Given task: Pick out every line of the rows below that contains the word "painted" and copy each one. Case counts.

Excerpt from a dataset
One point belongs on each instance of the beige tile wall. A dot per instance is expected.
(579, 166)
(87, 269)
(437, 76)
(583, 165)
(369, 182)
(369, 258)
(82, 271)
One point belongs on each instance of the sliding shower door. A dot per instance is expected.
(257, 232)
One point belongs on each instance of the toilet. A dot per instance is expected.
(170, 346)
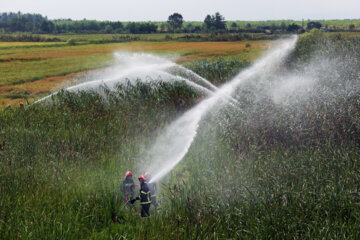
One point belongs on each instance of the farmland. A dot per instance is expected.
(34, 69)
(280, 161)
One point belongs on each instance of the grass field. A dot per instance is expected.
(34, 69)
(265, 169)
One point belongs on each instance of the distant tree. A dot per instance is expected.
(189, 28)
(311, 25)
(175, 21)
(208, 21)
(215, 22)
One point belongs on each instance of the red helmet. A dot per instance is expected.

==

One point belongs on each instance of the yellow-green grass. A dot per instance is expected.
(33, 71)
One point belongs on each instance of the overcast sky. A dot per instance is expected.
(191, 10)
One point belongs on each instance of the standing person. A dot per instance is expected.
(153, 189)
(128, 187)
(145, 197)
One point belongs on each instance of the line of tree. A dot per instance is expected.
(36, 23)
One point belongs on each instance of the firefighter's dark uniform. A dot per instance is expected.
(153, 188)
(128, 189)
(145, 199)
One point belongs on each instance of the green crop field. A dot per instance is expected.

---

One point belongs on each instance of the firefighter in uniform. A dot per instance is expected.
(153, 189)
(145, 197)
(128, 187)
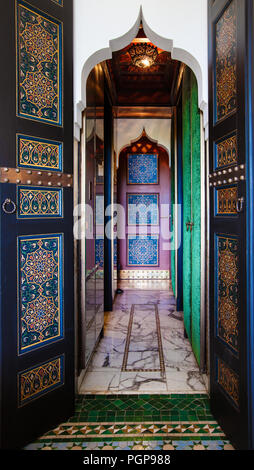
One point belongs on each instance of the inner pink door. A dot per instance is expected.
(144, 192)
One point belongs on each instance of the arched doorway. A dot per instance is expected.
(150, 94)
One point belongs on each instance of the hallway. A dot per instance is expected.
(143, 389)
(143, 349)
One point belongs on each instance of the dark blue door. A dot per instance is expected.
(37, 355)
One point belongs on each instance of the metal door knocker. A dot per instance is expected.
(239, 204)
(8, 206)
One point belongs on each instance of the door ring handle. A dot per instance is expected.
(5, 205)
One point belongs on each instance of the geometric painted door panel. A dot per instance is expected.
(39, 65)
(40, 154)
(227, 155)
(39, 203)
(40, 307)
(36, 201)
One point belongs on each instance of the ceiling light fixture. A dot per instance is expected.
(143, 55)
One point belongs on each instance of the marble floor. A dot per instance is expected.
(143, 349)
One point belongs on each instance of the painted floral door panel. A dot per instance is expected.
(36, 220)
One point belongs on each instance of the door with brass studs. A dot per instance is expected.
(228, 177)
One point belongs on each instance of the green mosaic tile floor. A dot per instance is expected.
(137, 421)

Task solution:
One point belongs on each instance of the geometric painted door panel. A dot per instance is expected.
One point belongs on each instance of the painted floral door panel. A dot per instance is expected.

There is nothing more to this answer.